The activist who fought for Sierra Leone's first World Heritage site
The 66-year-old and the conservation group he founded are the reason Tiwai, which was nearly destroyed during Sierra Leone's 1991-2002 civil war, still exists.
"I feel very happy, relieved, hopeful," the environmentalist told AFP from the verdant island, ahead of the announcement.
The Gola-Tiwai complex, which also includes the nearby Gola Rainforest National Park, will be Sierra Leone's first UNESCO site.
UNESCO director general Audrey Azoulay called Gola-Tiwai "a jewel of biodiversity, a sanctuary for rare species and a model of community management."
The wildlife and fauna in the two areas have been imperilled for years by threats such as deforestation.
Tiwai island, located in the Moa river, measures just 12 square kilometres (4.5 square miles) and has 11 species of primates -- including the endangered western chimpanzee, the king colobus monkey and the Diana monkey.
In 1992, Garnett, who has dedicated his life to environmental projects in west Africa, created the Environmental Foundation for Africa (EFA).
In the early 2000s, he started working to save Tiwai. Today, the wildlife sanctuary is a gleaming success story for Sierra Leone.
Even as the country descended into civil war or was ravaged by Ebola in 2014, Garnett was able to stave off deforestation, poaching and other threats.
- Raising the alarm -
As well its primates, Tiwai has animals such as the pygmy hippopotamus and the critically endangered African forest elephant.
While Gola is the largest expanse of tropical rainforest in Sierra Leone, Tiwai, located to the south, serves as a centre for biodiversity research and a destination for ecotourism.
In order to achieve this for Tiwai, EFA had to convince local communities to abandon certain activities to protect the forest.
The tourism revenue in turn helps provide jobs, training and technical agricultural assistance.
During the civil war, the island's wildlife was almost decimated, but Garnett, his NGO and donors brought it back from the brink.
The centre's structures had become dilapidated, the ground covered in empty rifle cartridges and people began logging trees, Garnett said.
"We raised the alarm that this place was going," he said.
The environmentalist quickly found funding for reconstruction and raising awareness among local communities.
-- -- --
- USING THE INFORMATION -
[a] Reproduce the part of the Tiwai article from "Even as the" up to and including "destination for ecotourism.".
[b] According to the Tiwai article, in what year did Garnett create the Environmental Foundation for Africa?
The entries after the Tiwai article are separate material with no connection to it.

- EXTRACTED RECORDS -
-- -- --
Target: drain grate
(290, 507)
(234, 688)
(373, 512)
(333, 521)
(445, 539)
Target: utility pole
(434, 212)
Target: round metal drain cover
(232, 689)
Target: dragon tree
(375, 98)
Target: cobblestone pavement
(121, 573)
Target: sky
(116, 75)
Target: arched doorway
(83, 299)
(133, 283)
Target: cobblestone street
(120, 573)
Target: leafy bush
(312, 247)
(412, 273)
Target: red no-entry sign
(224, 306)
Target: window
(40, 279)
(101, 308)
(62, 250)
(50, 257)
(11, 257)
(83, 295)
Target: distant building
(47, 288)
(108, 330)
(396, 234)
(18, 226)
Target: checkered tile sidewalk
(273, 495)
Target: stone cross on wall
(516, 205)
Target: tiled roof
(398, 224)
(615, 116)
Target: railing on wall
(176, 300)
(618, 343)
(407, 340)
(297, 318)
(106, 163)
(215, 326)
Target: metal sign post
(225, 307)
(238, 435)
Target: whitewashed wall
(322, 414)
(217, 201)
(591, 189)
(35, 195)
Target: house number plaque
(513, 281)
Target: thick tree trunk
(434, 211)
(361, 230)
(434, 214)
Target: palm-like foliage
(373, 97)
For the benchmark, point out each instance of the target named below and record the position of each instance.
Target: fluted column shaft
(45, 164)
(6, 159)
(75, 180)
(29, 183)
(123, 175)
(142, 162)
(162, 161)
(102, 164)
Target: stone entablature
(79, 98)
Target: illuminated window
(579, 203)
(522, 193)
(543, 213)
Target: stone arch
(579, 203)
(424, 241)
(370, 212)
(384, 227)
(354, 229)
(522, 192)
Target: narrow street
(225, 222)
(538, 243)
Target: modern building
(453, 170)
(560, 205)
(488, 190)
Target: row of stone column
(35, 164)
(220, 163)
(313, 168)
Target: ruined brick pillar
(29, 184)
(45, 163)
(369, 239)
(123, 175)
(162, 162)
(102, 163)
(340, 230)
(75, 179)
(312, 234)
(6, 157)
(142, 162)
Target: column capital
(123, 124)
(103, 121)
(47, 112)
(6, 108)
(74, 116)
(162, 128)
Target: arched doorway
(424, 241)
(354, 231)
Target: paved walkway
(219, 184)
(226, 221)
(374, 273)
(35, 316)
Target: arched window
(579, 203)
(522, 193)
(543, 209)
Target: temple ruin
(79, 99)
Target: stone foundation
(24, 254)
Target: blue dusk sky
-- -- --
- PROBLEM SOLUTIONS -
[a]
Even as the country descended into civil war or was ravaged by Ebola in 2014, Garnett was able to stave off deforestation, poaching and other threats.
- Raising the alarm -
As well its primates, Tiwai has animals such as the pygmy hippopotamus and the critically endangered African forest elephant.
While Gola is the largest expanse of tropical rainforest in Sierra Leone, Tiwai, located to the south, serves as a centre for biodiversity research and a destination for ecotourism.

[b] 1992